Teks Bacaan >>
○ ○ ○ ○ ○ ○ ○
Di tengah lamunan dalam, zul mencoba menebak apa yang menjadi mimpi si Amir. Seketika mulutnya bergerak dan menatap zul dan yang lainnya, lalu berkata saya bermimpi ingin menjadi relawan, seperti kakak dong. amir juga membangun kampungnya seperti kakak kaka dong, desa Keta yang amir cintai. Zul dan teman-temannya begitu kaget, mendengar mimpi amir itu. Bagaimana tidak, ketika semua anak bermimpi hal yang berbeda sebagaiamana manusia normal lainnya, tetapi Amir menjadi sosok pemimpi baru yang diatas batas normal untuk anak seusianya.
Kita bisa membanyangkan usia kita pada SMA yang telah atau sedang kita lalui, kita ingat kembali mimpi-mimpi yang kita ingin gapai waktu itu. Semuanya pasti mengarah kepada mimpi dan ambisi individu untuk lebih baik. Amir dan mimpinya adalah anti tesa terhadap kita semua yang sedang bersekolah di Perguruan Tinggi atau yang akan bersekolah di tempat lainnya. Kebanyakan kita memulai mimpi dengan ambisi, tetapi amir memulai mimpinya dengan sudut pandang yang berbeda. Amir memulainya dari refleksi  yang dihadapi berupa realitas di kampungnya yang sangat butuh anak muda yang secara sukarela membangun keta yang lebih baik lagi.
Untuk mengkonfirmasi keseriusan mimpi ke 5 mentor ini, lalu zul mengajak mereka berimajinasi tentang aktivitas mereka di 10 tahun mendatang. Setelah itu, mereka berbagi imajinasinya dengan kami semua yang berada dalam kelompok kecil itu. Berimajinasi tentang masa depan yang mereka inginkan menjadi kenyataan. Ada yang aktivitasnya di 10 tahun mendatang sebagai pekerja  di kantor, di rumah sakit dan dimiliter. Berbeda dengan Amir, dia membanyangkan 10 tahun kedepan ingin terus aktif bersama masayarakat kampung untuk membangun kampung.
Amir bagaikan sosok anak desa yang bukan saja sedang berani untuk bermimpi, tetapi dia adalah sosok yang hidupnya untuk menghidupkan visi. Begitupun dengan anak-anak desa lainnya yang bertindak sebagai mentor di Taman baca Keta (Rumah Baca Suru, dan Taman Baca Rumadan) mereka sedang merajut asa untuk sebuah perubahan dari desa-desa mereka. Semoga kita semakin banyak menemukan anak muda dengan mimpinya di atas batas normal seperti Amir.
○ ○ ○ ○ ○ ○ ○
Baris Dataset >>
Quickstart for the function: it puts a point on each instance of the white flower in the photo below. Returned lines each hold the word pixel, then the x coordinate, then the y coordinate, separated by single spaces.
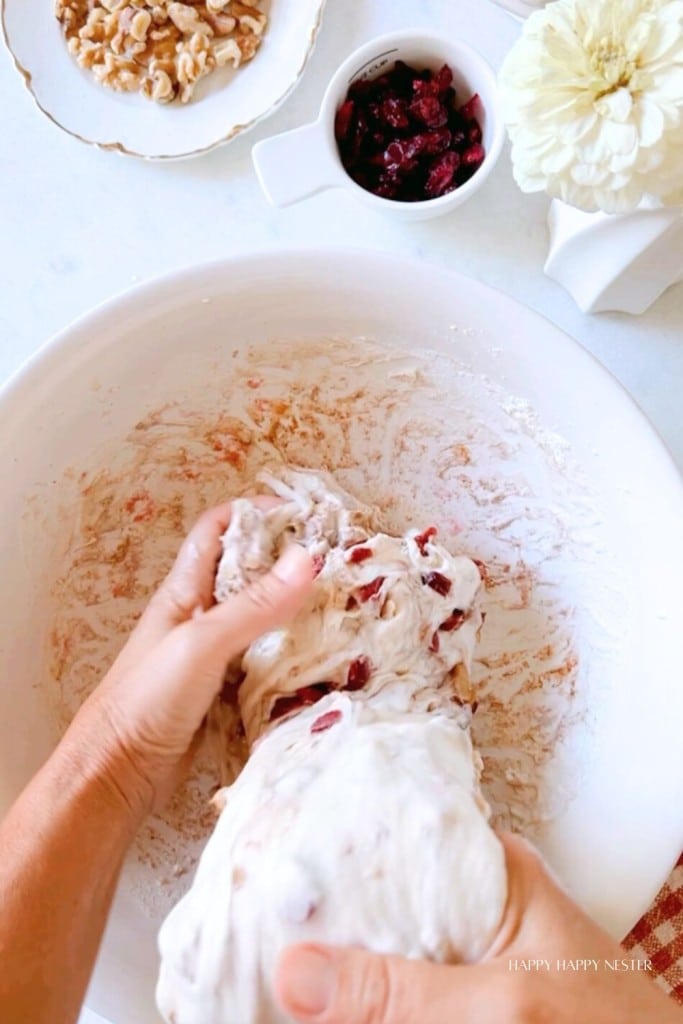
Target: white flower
pixel 593 100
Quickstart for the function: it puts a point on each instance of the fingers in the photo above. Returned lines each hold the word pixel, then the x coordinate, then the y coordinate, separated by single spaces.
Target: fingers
pixel 324 985
pixel 188 666
pixel 190 582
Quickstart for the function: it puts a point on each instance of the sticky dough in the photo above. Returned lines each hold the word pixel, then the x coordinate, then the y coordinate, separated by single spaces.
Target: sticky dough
pixel 357 818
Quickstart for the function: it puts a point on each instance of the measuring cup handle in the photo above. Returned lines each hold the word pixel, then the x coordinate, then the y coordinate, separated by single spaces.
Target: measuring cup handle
pixel 296 164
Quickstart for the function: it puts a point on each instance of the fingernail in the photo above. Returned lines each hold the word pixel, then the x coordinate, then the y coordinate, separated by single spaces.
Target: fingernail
pixel 292 564
pixel 309 982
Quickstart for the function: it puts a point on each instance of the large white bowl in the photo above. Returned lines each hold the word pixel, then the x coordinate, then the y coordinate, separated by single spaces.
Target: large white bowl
pixel 613 492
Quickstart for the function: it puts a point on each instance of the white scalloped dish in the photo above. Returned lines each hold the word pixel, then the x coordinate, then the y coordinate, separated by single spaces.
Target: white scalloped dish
pixel 225 103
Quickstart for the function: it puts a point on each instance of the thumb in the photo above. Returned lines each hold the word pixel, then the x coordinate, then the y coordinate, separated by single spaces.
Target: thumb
pixel 326 985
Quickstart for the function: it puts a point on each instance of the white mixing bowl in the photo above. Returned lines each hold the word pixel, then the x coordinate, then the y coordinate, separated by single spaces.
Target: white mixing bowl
pixel 522 450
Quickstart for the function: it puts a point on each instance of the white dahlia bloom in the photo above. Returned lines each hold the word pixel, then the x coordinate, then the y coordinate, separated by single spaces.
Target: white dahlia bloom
pixel 593 100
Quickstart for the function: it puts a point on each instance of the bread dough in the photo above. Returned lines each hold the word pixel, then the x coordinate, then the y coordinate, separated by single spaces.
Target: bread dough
pixel 357 818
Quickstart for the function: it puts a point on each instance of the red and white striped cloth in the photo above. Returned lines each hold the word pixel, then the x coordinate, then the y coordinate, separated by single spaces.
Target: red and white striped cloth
pixel 658 936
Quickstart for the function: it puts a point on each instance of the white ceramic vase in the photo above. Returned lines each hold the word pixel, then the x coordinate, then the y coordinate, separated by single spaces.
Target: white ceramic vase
pixel 616 262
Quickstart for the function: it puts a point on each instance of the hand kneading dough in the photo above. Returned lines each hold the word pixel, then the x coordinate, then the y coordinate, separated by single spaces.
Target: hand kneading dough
pixel 357 818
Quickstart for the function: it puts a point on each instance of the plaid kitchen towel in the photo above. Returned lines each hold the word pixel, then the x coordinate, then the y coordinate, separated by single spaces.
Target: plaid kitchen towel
pixel 658 936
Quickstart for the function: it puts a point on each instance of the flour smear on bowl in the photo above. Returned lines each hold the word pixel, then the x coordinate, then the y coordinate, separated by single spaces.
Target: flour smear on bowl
pixel 429 443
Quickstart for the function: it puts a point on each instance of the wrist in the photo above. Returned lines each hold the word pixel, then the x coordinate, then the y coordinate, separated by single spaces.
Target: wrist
pixel 97 758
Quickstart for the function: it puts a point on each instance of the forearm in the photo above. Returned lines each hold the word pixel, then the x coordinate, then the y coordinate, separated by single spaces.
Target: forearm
pixel 61 847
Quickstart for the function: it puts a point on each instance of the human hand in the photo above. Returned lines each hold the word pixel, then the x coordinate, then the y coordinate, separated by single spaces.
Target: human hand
pixel 142 721
pixel 323 985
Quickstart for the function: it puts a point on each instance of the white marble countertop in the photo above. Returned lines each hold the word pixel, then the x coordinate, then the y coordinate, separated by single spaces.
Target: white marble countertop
pixel 79 225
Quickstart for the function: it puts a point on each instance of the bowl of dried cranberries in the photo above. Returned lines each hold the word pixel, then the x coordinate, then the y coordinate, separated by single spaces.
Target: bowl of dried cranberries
pixel 410 123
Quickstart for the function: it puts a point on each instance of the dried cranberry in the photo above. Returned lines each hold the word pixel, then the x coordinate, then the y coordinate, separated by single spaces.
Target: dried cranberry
pixel 437 582
pixel 402 137
pixel 358 674
pixel 394 113
pixel 370 589
pixel 443 79
pixel 474 133
pixel 387 186
pixel 473 157
pixel 454 622
pixel 326 721
pixel 422 539
pixel 429 111
pixel 318 562
pixel 432 142
pixel 302 698
pixel 343 120
pixel 358 554
pixel 471 110
pixel 483 571
pixel 441 174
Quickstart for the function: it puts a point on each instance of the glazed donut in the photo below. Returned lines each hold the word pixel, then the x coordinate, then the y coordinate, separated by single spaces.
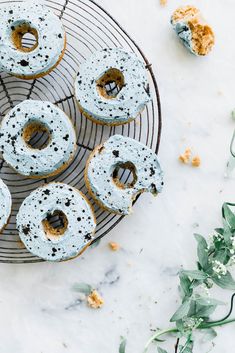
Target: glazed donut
pixel 5 204
pixel 19 18
pixel 127 72
pixel 101 173
pixel 21 123
pixel 43 239
pixel 194 32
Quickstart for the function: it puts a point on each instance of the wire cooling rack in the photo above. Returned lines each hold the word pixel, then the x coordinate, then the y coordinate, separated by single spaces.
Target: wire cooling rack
pixel 89 28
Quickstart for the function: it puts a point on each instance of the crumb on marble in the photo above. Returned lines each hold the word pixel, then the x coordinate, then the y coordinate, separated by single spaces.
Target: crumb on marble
pixel 203 38
pixel 163 2
pixel 185 157
pixel 196 161
pixel 94 300
pixel 114 246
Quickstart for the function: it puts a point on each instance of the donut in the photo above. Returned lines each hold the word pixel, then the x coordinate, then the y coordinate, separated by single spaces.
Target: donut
pixel 21 123
pixel 44 240
pixel 194 32
pixel 19 18
pixel 101 173
pixel 112 66
pixel 5 204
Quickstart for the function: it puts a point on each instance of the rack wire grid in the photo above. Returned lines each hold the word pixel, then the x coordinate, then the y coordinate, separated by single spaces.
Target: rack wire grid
pixel 89 27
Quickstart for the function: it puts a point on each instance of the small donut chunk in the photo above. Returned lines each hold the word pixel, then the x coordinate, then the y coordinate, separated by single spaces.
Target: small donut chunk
pixel 5 204
pixel 21 123
pixel 112 66
pixel 192 29
pixel 40 237
pixel 19 18
pixel 101 173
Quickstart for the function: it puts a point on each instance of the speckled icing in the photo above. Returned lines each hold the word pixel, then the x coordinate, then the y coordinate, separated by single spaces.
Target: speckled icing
pixel 45 200
pixel 37 162
pixel 51 38
pixel 99 170
pixel 5 204
pixel 129 102
pixel 184 32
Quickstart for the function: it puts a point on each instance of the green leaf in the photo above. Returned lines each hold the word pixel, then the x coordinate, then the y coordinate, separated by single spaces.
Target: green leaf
pixel 209 334
pixel 188 347
pixel 82 288
pixel 122 347
pixel 202 251
pixel 228 215
pixel 225 281
pixel 221 256
pixel 199 275
pixel 185 284
pixel 160 350
pixel 181 312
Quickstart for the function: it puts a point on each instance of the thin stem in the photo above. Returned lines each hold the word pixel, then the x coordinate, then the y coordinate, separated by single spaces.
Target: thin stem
pixel 215 324
pixel 157 335
pixel 177 345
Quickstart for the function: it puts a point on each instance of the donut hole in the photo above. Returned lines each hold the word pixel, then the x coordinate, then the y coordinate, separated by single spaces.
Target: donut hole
pixel 24 37
pixel 124 175
pixel 36 135
pixel 55 224
pixel 110 83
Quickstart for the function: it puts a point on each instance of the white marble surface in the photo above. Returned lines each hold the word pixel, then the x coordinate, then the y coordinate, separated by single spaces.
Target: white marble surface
pixel 38 310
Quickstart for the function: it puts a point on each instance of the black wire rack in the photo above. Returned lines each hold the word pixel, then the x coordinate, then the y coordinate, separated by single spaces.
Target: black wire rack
pixel 89 27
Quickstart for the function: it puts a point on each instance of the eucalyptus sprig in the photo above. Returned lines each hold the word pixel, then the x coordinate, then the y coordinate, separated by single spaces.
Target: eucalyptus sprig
pixel 215 257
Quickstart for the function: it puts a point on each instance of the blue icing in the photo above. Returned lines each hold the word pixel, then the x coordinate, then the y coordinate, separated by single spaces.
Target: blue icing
pixel 5 204
pixel 37 162
pixel 131 99
pixel 104 159
pixel 46 200
pixel 51 38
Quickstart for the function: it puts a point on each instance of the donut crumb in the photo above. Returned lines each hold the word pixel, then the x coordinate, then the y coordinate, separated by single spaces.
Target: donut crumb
pixel 196 161
pixel 94 300
pixel 185 157
pixel 163 2
pixel 114 246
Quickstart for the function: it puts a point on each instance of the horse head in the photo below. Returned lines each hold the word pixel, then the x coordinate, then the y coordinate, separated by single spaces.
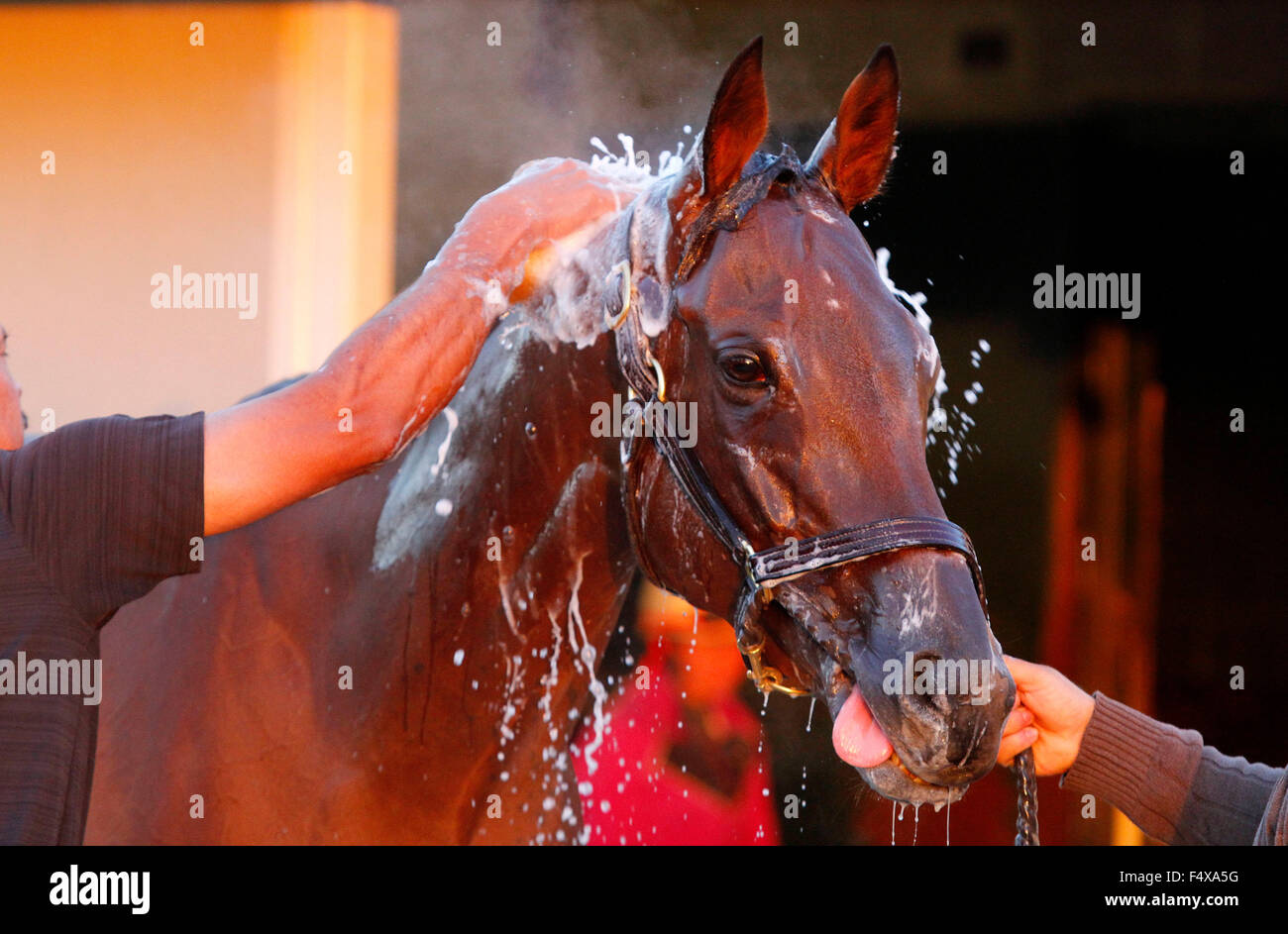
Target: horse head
pixel 758 303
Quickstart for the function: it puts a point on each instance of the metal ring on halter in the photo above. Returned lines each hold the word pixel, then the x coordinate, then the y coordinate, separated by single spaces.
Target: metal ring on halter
pixel 658 373
pixel 625 269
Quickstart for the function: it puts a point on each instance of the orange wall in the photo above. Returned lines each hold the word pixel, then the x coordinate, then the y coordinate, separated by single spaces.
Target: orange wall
pixel 222 157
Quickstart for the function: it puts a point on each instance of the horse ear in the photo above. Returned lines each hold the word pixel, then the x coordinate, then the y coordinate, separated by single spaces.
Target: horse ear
pixel 734 131
pixel 855 151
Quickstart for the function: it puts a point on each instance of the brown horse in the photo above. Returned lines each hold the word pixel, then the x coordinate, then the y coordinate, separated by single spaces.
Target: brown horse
pixel 406 658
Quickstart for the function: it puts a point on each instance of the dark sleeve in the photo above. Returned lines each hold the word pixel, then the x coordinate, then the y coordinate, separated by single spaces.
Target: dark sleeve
pixel 108 506
pixel 1167 782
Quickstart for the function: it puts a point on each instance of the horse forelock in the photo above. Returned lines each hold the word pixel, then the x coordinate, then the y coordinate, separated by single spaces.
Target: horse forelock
pixel 764 174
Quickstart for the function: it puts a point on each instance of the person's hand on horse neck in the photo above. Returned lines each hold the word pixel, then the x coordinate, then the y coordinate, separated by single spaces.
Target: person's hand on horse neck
pixel 381 386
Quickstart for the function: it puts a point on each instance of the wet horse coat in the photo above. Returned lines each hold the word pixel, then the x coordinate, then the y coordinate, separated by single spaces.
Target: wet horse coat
pixel 406 658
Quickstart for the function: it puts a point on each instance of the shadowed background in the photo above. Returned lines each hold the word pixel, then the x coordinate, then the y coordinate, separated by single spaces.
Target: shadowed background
pixel 1113 157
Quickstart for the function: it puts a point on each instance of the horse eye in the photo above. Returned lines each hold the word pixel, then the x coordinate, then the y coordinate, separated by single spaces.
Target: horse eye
pixel 742 368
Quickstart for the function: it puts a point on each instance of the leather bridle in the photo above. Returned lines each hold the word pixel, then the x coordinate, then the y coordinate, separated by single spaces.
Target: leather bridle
pixel 764 569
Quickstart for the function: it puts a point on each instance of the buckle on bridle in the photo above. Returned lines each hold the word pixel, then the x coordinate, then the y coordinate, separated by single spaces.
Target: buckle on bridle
pixel 765 676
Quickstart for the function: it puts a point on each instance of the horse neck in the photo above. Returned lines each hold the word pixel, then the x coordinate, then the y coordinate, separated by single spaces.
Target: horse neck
pixel 536 532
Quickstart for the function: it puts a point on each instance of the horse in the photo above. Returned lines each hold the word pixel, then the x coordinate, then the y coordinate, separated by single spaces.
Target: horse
pixel 407 656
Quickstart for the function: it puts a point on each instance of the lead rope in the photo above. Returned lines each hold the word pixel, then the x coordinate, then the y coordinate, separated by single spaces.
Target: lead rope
pixel 1026 805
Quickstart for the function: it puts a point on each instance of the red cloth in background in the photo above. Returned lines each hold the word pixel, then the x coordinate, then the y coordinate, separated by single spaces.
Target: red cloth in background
pixel 636 795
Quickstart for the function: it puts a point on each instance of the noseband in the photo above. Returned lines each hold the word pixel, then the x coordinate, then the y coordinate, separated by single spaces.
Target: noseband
pixel 765 569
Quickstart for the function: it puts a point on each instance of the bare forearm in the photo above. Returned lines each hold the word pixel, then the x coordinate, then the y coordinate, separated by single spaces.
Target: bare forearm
pixel 400 367
pixel 394 373
pixel 373 395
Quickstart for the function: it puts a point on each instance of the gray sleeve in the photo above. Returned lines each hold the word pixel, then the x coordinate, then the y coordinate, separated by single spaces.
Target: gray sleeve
pixel 1167 782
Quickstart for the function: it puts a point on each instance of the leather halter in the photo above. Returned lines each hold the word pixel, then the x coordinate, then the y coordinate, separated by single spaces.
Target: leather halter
pixel 764 569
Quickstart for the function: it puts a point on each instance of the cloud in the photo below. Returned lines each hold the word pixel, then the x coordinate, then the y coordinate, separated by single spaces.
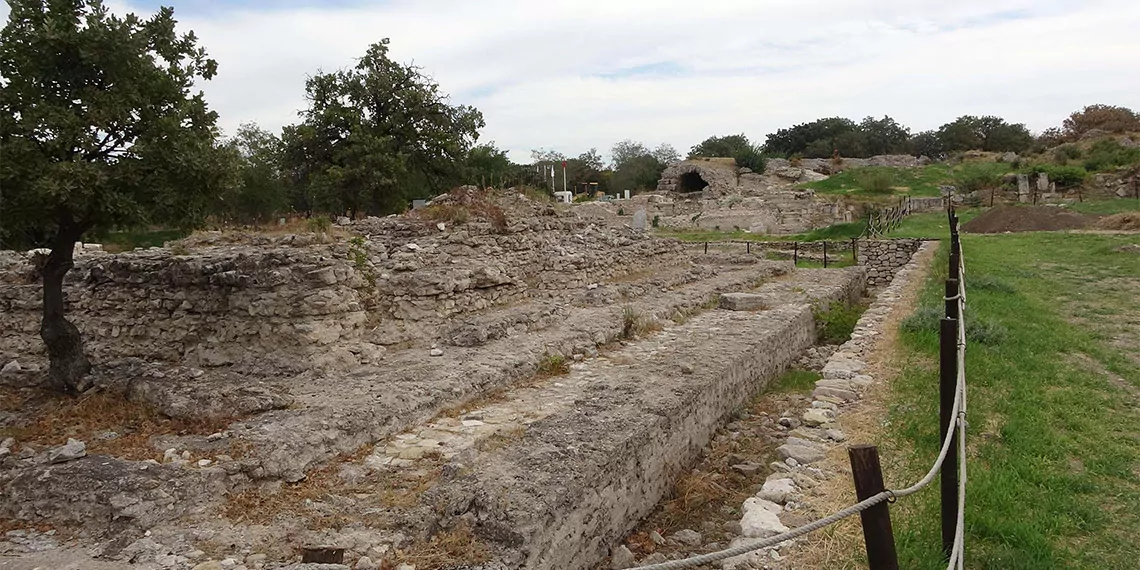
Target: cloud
pixel 577 75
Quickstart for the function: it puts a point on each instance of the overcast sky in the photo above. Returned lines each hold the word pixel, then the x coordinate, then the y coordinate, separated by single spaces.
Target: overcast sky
pixel 575 75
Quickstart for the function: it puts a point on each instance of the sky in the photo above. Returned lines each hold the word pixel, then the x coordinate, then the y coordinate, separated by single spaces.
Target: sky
pixel 573 75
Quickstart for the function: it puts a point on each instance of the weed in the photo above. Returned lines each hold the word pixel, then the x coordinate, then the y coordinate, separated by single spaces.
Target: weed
pixel 634 324
pixel 836 322
pixel 927 319
pixel 553 365
pixel 319 224
pixel 877 180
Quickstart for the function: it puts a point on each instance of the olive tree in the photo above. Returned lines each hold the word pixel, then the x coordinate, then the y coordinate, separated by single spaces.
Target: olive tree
pixel 98 129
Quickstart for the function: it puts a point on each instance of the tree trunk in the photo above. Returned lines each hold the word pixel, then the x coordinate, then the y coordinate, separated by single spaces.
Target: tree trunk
pixel 68 365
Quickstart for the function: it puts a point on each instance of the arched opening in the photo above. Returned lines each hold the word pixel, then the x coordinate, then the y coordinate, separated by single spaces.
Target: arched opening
pixel 691 181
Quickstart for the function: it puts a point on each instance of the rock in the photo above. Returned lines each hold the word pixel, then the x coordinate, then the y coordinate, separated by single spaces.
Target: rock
pixel 748 469
pixel 72 450
pixel 800 453
pixel 778 490
pixel 687 537
pixel 742 302
pixel 620 558
pixel 759 521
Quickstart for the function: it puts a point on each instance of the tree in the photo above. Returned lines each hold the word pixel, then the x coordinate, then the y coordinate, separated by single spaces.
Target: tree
pixel 626 151
pixel 486 163
pixel 666 154
pixel 260 192
pixel 376 135
pixel 735 146
pixel 98 130
pixel 1105 117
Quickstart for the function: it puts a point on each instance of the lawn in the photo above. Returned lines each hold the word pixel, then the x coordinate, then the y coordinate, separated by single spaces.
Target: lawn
pixel 1053 423
pixel 910 181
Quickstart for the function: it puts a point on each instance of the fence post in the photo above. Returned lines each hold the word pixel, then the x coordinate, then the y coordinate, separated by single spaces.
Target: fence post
pixel 877 532
pixel 947 387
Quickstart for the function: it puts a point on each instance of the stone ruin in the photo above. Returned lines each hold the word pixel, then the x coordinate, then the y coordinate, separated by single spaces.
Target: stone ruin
pixel 530 388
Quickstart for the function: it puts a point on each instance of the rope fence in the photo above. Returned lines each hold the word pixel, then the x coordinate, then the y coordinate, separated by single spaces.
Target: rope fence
pixel 881 548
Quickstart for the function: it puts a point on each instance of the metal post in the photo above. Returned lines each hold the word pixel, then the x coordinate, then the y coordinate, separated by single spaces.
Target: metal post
pixel 877 532
pixel 947 385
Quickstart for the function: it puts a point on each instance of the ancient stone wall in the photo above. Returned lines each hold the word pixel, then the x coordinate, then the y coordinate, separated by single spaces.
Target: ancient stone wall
pixel 884 258
pixel 275 302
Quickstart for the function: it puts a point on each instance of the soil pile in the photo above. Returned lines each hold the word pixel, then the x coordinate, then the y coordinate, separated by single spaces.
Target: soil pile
pixel 1002 219
pixel 1128 221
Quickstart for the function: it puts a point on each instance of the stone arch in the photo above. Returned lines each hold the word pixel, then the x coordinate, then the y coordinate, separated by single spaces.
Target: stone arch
pixel 691 181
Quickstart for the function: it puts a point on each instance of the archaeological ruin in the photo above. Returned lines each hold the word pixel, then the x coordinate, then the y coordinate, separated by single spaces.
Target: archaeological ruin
pixel 522 391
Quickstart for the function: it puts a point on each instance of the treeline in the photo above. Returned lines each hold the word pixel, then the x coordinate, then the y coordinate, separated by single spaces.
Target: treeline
pixel 843 137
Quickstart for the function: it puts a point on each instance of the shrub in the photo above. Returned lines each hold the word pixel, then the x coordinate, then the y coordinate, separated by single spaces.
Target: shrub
pixel 928 318
pixel 318 224
pixel 878 180
pixel 977 177
pixel 1108 154
pixel 836 322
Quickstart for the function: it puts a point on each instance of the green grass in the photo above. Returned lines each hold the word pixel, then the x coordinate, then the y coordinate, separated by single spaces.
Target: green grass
pixel 1107 206
pixel 835 233
pixel 1055 445
pixel 131 239
pixel 795 380
pixel 910 181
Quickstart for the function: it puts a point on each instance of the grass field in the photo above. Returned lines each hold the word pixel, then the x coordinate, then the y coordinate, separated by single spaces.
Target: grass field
pixel 1053 407
pixel 914 181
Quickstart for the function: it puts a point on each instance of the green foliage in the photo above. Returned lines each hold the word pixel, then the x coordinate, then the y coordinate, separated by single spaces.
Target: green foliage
pixel 1105 117
pixel 876 179
pixel 987 132
pixel 979 330
pixel 99 127
pixel 735 146
pixel 487 165
pixel 375 136
pixel 1107 154
pixel 318 224
pixel 836 322
pixel 1066 177
pixel 975 177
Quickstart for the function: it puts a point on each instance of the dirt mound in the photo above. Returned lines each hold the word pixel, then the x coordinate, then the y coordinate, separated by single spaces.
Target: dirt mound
pixel 1002 219
pixel 1129 221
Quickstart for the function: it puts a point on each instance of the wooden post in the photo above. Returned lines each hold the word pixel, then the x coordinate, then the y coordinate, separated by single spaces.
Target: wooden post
pixel 877 532
pixel 947 384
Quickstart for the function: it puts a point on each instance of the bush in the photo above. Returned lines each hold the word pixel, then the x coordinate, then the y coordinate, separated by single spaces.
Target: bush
pixel 927 319
pixel 878 180
pixel 836 322
pixel 977 177
pixel 318 224
pixel 1108 154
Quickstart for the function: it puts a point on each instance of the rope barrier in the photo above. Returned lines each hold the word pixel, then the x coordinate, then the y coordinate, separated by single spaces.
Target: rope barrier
pixel 958 412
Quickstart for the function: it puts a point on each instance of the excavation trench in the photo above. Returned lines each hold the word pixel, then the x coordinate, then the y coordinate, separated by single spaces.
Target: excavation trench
pixel 579 461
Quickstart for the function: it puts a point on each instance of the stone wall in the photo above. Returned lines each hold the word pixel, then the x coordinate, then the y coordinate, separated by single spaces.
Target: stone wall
pixel 884 258
pixel 281 300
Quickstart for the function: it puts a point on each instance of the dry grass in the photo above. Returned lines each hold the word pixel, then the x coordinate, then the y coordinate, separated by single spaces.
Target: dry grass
pixel 449 548
pixel 56 417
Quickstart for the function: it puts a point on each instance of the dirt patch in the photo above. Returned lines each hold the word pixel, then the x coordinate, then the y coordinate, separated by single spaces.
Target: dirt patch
○ ○ ○ ○ ○ ○ ○
Yang Dikerjakan >>
1. Dalam teks tentang mimpi Amir, apa yang dibayangkan Amir untuk sepuluh tahun ke depan?
2. Ubah paragraf yang diawali "Untuk mengkonfirmasi keseriusan mimpi" dalam teks tentang mimpi Amir menjadi daftar singkat berisi fakta-fakta utamanya.
3. Lanjutkan teks tentang mimpi Amir mulai setelah kalimat terakhirnya.
Baris-baris di atas diambil dari sumber lain yang tidak berkaitan dengan teks tentang mimpi Amir.

Hasil Latihan >>
1. Amir membayangkan dirinya terus aktif bersama masyarakat kampung untuk membangun kampung.

2.
- Untuk memastikan keseriusan mimpi lima mentor, Zul mengajak mereka membayangkan aktivitas mereka sepuluh tahun mendatang.
- Mereka lalu membagikan bayangan itu kepada semua anggota kelompok kecil.
- Sebagian membayangkan diri bekerja di kantor, di rumah sakit, dan di militer.
- Amir berbeda: ia ingin terus aktif bersama masyarakat kampung untuk membangun kampung.

3.
Mungkin sebagain dari kita dalam hal melihat mimpinya Amir itu normal-normal saja. Tetapi zul menyebutnya diatas batas normal. Sebab begitu visioner anak seusia dia melihat masa depan. Amir menyadari kampung adalah kekuatan, masyarakat adalah bukan hanya sekedar objek pembangunan, tetapi juga pelaku pembangunan .Amir ingin mengambil bagian dari itu semua, menjadi aktor pembangunan di desanya pada masa depan.
Ketika standard hidup membuat sebagain orang harus bersekolah tinggi dan mendapatkan pekerjaan yang bonefit yang lebih baik, tetapi kampung-kampung asal mereka abaikan begitu saja. Amir ingin keluar dari salah satu penjara dunia yang di utarakan oleh Ali-syariati yakni Ego. Ketika zul bertanya kenapa amir, mengapa ia memilih jalan mimpi itu ? berbeda sekali dengan teman-temannya yang lain. Amir menjawab (beta seng mau jadi kaya orang-orang yang pi sekolah tingi-tinggi tapi lupa kampung). Hari zul berkata dari Jawaban amir tersebut, sebenarnya itu adalah kritikan untuk kita sebagai anak desa yang sedang bersekolah dimanapun itu. Terkadang banyak dari kita yang tak menyempatkan diri, waktu, gagasan dan tenaga kita untuk kembali ke kampung hanya untuk sekedar bersuah dengan masayarakat dan berkontribusi untuk kampung-kampung tercinta.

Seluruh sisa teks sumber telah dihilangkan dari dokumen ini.